_Selected excerpt_

▼

Let me quote Theo --

  You guys keep missing the point really.

  We know what a free license should say.

  It should say

  Copyright foo

  I give up my rights and permit others to:
		distribute
		sell
		give
		modify
		use

  I retain the right to be known as the author/owner

  When it says something else, ask this:

  - is it 100% gauranteed fluff which cannot ever affect anyone?

  - is it giving away even more rights (the author right)?

  If not, then it must be giving someone more rights, or by the same
  token -- taking more rights away from someone else!

  Then it is _less_ free than our requirements state!

  So why even BOTHER wasting your time trying to understand what they
  say?

  Who cares if it is legal or not!  We're not going to want to go
  quibble in a court!  We're trying to make it so simple that something
  can't even GO to court, because it's free and, anyone can tell that it
  is free because the language used to say so is SIMPLE.
(From http://marc.info/?l=openbsd-misc&m=103283218106749&w=2)


That's noble and I respect that. Unfortunately it fails to address software patents at all, and that doesn't make the problem go away.

Copyrights are essentially about copying. Patents aren't - you can write a clean-room program that's entirely your own work, absolutely guaranteeing that you aren't infringing anyone's copyright, but it could still infringe a patent you've never heard of. Or you could accept code from a friendly company which has a few defensive patents on it, and some years later the friendly company comes under less friendly ownership and the defensive patents turn offensive.

Apache, being based in the US (which has many software patents) and accepting code from many companies that have patents, has to deal with these scenarios. OpenBSD, being based in Canada (with far fewer - but not zero! - software patents), isn't as affected by it so Theo calls it bullshit. But it's not so black-and-white.


You are right, copyrights are about copying. Copyright licenses cannot address software patents any more than they can address US export restrictions, trade marks, contracts, or any other international or local laws that might deny you some freedoms. Theo cannot grant you rights to Microsoft's or Cisco's patents. What he can grant you is rights to his code.

Now you can try to "address" software patents e.g. by obligating distributors to grant rights to their patents, but that is a restriction; it might be giving someone more rights, and by the same token is taking more rights away from someone else! More importantly, that would be a restriction imposed by the copyright holder, rather than an external restriction imposed on you by a third entity the copyright holder does not control.

▲

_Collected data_
▼

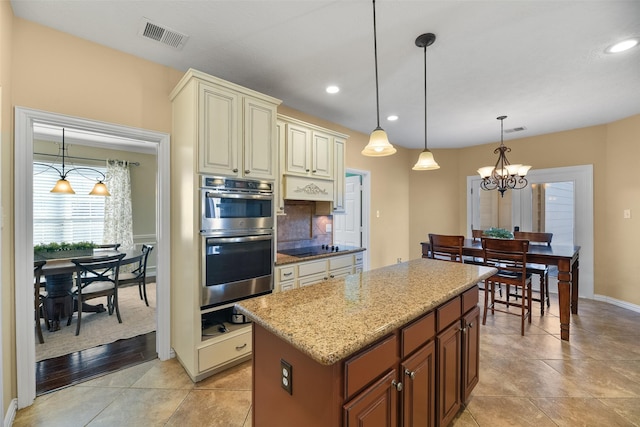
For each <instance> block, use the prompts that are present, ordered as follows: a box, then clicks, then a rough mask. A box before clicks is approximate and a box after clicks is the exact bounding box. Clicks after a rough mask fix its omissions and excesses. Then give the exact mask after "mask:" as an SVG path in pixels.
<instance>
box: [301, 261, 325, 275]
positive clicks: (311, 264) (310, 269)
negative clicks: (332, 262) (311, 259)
mask: <svg viewBox="0 0 640 427" xmlns="http://www.w3.org/2000/svg"><path fill="white" fill-rule="evenodd" d="M326 271H327V261H326V260H322V261H315V262H305V263H304V264H300V265H299V266H298V277H303V276H309V275H312V274H320V273H326Z"/></svg>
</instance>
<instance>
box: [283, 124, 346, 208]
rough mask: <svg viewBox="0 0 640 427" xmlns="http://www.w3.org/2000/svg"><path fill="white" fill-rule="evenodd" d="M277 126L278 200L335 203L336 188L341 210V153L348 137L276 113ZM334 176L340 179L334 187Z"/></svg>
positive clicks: (334, 177) (342, 179) (343, 157)
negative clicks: (279, 199)
mask: <svg viewBox="0 0 640 427" xmlns="http://www.w3.org/2000/svg"><path fill="white" fill-rule="evenodd" d="M278 126H279V129H280V138H279V143H280V162H279V163H280V176H281V178H282V181H281V182H282V199H283V200H284V199H293V200H313V201H326V202H330V203H332V204H334V205H335V204H336V202H337V200H338V199H336V189H337V190H338V191H339V195H338V197H339V198H340V199H339V200H340V202H339V204H340V205H341V207H340V209H341V210H342V211H344V208H343V207H342V206H344V171H345V164H344V152H345V143H346V139H347V137H348V136H347V135H344V134H341V133H338V132H334V131H332V130H329V129H325V128H322V127H319V126H315V125H313V124H310V123H305V122H303V121H300V120H297V119H294V118H291V117H287V116H284V115H278ZM336 145H337V146H338V147H337V148H336ZM337 174H339V176H337ZM336 179H339V180H340V182H339V184H338V185H339V186H338V187H336V183H335V181H336ZM332 213H333V212H332Z"/></svg>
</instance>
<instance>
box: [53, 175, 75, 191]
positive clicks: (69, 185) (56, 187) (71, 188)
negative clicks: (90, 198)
mask: <svg viewBox="0 0 640 427" xmlns="http://www.w3.org/2000/svg"><path fill="white" fill-rule="evenodd" d="M51 193H60V194H76V192H75V191H73V188H71V183H70V182H69V181H67V180H66V179H65V178H60V179H59V180H58V182H56V185H54V186H53V188H52V189H51Z"/></svg>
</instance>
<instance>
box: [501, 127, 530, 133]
mask: <svg viewBox="0 0 640 427" xmlns="http://www.w3.org/2000/svg"><path fill="white" fill-rule="evenodd" d="M523 130H527V128H526V127H524V126H519V127H517V128H511V129H505V130H504V133H513V132H522V131H523Z"/></svg>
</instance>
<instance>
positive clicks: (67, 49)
mask: <svg viewBox="0 0 640 427" xmlns="http://www.w3.org/2000/svg"><path fill="white" fill-rule="evenodd" d="M0 11H1V13H2V16H0V18H1V19H2V22H1V23H2V30H1V31H2V32H1V33H0V34H2V43H3V46H2V47H3V49H2V54H1V55H2V56H1V57H0V58H1V60H2V65H3V69H4V68H5V63H7V62H8V68H9V70H10V71H11V79H10V83H11V92H10V94H11V98H10V99H7V100H5V95H6V94H5V93H3V111H2V113H3V122H2V131H3V134H4V133H5V132H7V133H8V132H9V131H10V130H11V129H13V113H12V109H13V107H15V106H21V107H28V108H33V109H38V110H44V111H50V112H55V113H59V114H67V115H71V116H77V117H83V118H88V119H92V120H100V121H104V122H111V123H117V124H121V125H127V126H133V127H138V128H144V129H149V130H154V131H159V132H167V133H169V132H171V104H170V102H169V93H170V91H171V90H172V89H173V87H174V86H175V85H176V84H177V82H178V81H179V79H180V78H181V77H182V74H183V73H182V72H180V71H177V70H174V69H171V68H168V67H165V66H162V65H159V64H155V63H152V62H149V61H145V60H142V59H140V58H136V57H134V56H131V55H127V54H125V53H122V52H117V51H115V50H112V49H109V48H106V47H103V46H100V45H97V44H95V43H91V42H88V41H85V40H82V39H78V38H76V37H72V36H70V35H68V34H64V33H61V32H58V31H54V30H52V29H49V28H46V27H43V26H40V25H38V24H34V23H31V22H28V21H25V20H22V19H19V18H16V17H14V16H13V14H12V12H11V10H10V7H9V6H8V2H4V1H3V2H1V8H0ZM5 24H7V25H5ZM11 27H13V28H11ZM7 28H9V30H8V31H7V30H6V29H7ZM5 36H6V37H7V38H8V39H9V43H10V47H11V49H12V50H13V55H11V52H10V51H9V53H6V52H7V51H6V50H5V49H4V42H5V40H6V39H5ZM3 76H4V73H3ZM3 86H4V82H3ZM5 109H7V110H8V111H9V112H8V113H7V111H6V110H5ZM6 116H8V117H6ZM5 117H6V118H5ZM12 147H13V138H12V137H9V138H4V137H3V139H2V154H3V156H2V166H1V167H2V198H3V207H4V213H5V215H6V217H5V225H6V226H5V228H4V230H5V231H6V232H5V233H4V235H3V251H2V276H3V278H2V316H3V322H2V338H3V346H4V369H3V372H4V378H3V379H4V384H3V387H4V390H5V392H4V402H3V405H4V408H5V410H6V408H7V407H8V405H9V403H10V400H11V399H12V398H15V397H16V396H17V386H16V376H15V372H16V361H15V324H14V319H15V310H14V300H15V296H14V292H13V288H14V284H13V281H14V280H13V276H14V274H13V273H14V272H13V263H14V256H13V250H12V248H13V244H12V241H8V240H9V239H8V237H10V233H11V232H12V230H13V217H12V211H13V205H12V202H11V201H12V199H13V148H12Z"/></svg>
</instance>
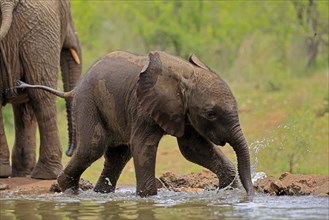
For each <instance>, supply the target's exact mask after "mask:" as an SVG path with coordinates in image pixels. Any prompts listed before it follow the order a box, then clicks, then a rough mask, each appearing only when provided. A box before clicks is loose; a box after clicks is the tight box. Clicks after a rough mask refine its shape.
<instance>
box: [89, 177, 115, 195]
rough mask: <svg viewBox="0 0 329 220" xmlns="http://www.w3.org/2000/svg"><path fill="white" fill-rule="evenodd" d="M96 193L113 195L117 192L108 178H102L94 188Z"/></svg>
mask: <svg viewBox="0 0 329 220" xmlns="http://www.w3.org/2000/svg"><path fill="white" fill-rule="evenodd" d="M94 191H95V192H99V193H111V192H114V191H115V186H113V185H112V184H111V182H110V179H109V178H108V177H104V176H101V177H100V178H99V179H98V181H97V183H96V186H95V188H94Z"/></svg>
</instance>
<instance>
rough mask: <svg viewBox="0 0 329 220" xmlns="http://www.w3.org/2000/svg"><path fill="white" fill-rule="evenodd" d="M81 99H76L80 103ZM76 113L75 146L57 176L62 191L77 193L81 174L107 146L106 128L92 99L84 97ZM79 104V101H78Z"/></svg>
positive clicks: (98, 158)
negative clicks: (68, 157) (72, 150)
mask: <svg viewBox="0 0 329 220" xmlns="http://www.w3.org/2000/svg"><path fill="white" fill-rule="evenodd" d="M80 101H81V100H77V102H79V103H80ZM83 102H84V103H82V105H83V106H82V105H80V106H79V107H78V108H77V109H78V111H79V112H78V114H77V123H76V125H77V137H78V139H77V148H76V149H75V151H74V153H73V156H72V158H71V159H70V161H69V162H68V163H67V165H66V166H65V168H64V170H63V172H61V173H60V174H59V176H58V178H57V182H58V184H59V187H60V188H61V190H62V191H63V192H67V193H77V192H78V188H79V179H80V176H81V174H82V173H83V172H84V171H85V170H86V169H87V168H88V167H89V166H90V165H91V164H92V163H93V162H95V161H96V160H97V159H99V158H100V157H101V156H102V155H103V154H104V153H105V148H106V146H108V143H107V136H106V130H105V129H104V124H103V121H102V119H101V118H100V116H99V113H98V109H97V108H96V106H95V105H94V103H93V101H90V102H89V103H88V100H87V99H84V101H83ZM80 104H81V103H80Z"/></svg>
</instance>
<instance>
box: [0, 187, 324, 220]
mask: <svg viewBox="0 0 329 220" xmlns="http://www.w3.org/2000/svg"><path fill="white" fill-rule="evenodd" d="M328 203H329V198H328V197H314V196H303V197H273V196H265V195H260V194H256V196H255V197H254V199H253V201H252V202H250V201H246V200H245V197H244V192H243V191H239V190H226V191H218V192H216V191H205V192H202V193H185V192H172V191H168V190H159V194H158V195H157V196H152V197H149V198H139V197H136V196H135V192H134V189H132V188H131V189H130V188H124V189H119V190H118V192H116V193H114V194H99V193H95V192H93V191H85V192H82V193H81V194H79V195H78V196H68V195H64V194H61V193H56V194H41V195H8V196H6V197H3V198H0V219H1V220H7V219H47V220H52V219H55V220H56V219H143V220H144V219H231V218H235V219H240V218H241V219H243V218H244V219H287V218H293V219H328V218H329V213H328V212H329V204H328Z"/></svg>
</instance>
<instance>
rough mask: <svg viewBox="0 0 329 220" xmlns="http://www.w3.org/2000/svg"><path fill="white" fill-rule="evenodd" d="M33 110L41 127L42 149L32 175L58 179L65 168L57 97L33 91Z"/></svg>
mask: <svg viewBox="0 0 329 220" xmlns="http://www.w3.org/2000/svg"><path fill="white" fill-rule="evenodd" d="M30 93H31V96H32V97H34V99H33V109H34V112H35V116H36V118H37V121H38V125H39V133H40V149H39V159H38V162H37V164H36V166H35V168H34V169H33V171H32V173H31V177H32V178H36V179H56V177H57V175H58V174H59V172H60V171H61V170H62V168H63V166H62V164H61V159H62V147H61V144H60V140H59V133H58V129H57V112H56V103H55V97H53V96H51V95H50V94H46V93H44V92H43V91H37V90H31V91H30Z"/></svg>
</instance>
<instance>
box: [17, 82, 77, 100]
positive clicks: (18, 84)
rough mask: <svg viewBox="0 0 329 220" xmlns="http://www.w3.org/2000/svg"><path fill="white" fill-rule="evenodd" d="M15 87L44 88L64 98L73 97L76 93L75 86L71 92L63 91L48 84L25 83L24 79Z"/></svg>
mask: <svg viewBox="0 0 329 220" xmlns="http://www.w3.org/2000/svg"><path fill="white" fill-rule="evenodd" d="M15 88H17V89H25V88H33V89H43V90H45V91H47V92H50V93H52V94H54V95H56V96H59V97H61V98H64V99H66V98H72V97H73V96H74V93H75V88H74V89H72V90H71V91H69V92H61V91H58V90H56V89H53V88H50V87H48V86H42V85H30V84H27V83H25V82H23V81H20V80H18V81H17V85H16V87H15Z"/></svg>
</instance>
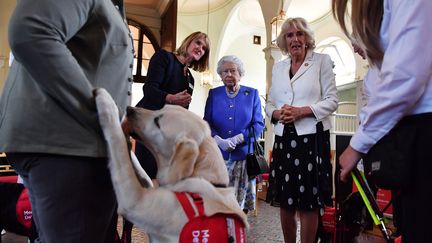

▲

_Parts of the exercise_
A) Answer these questions about the free-license discussion:
(i) What right does the quoted license wording say the author keeps?
(ii) In what country does the text say OpenBSD is based?
(iii) Whose patents does the final reply say Theo cannot grant rights to?
B) Can you carry the free-license discussion forward with another paragraph that picks up right after its final sentence?
These records are separate from the free-license discussion.

_Answers by item_
A)
(i) The right to be known as the author/owner.
(ii) Canada.
(iii) Microsoft's or Cisco's.

B)
OpenBSD does not want to impose such restrictions on you or anyone else. They make their code free.

You seem to think that OpenBSD or Theo simply disregard patent issues because they hail from Canada. Maybe you should learn about CARP[1][2], or figure out why many of the ports' Makefiles have a line like this:

  PERMIT_PACKAGE_CDROM=  patents
[1] http://www.openbsd.org/lyrics.html#35 [2] https://en.wikipedia.org/wiki/Common_Address_Redundancy_Prot...


(I lean on the *BSD side of anarchistic, DWTFYL.)

Patents + OSS is a huge, under-served point that unfortunately Lessig is no longer working on.

I and others that open source tons of code will be the first to wave the FOSS banner all day long, but it's not going change the reality of the present landscape.

As such, open source projects and startup founders repeatedly fail to anticipate the consequences of nonparticipating in the patent scheme. If the other side (a company) holds a (shitty) patent, and a project doesn't... they can still squish them like the cockroaches they are should the project become significant. So there's options: either play the game, fight city hall or get fucked by pretending it doesn't exist. Not choosing an action is still a choice.

Perhaps one of the larger OSS orgs would show leadership on this to help projects manage this tricky minefield.


> "On the other hand it's absurd to dogmatically oppose MORE STUFF regardless of what the stuff is. " I don't think that it is absurd to oppose stuff written a in language you can't understand, you will never be able to learn and you actually don't care about anyway.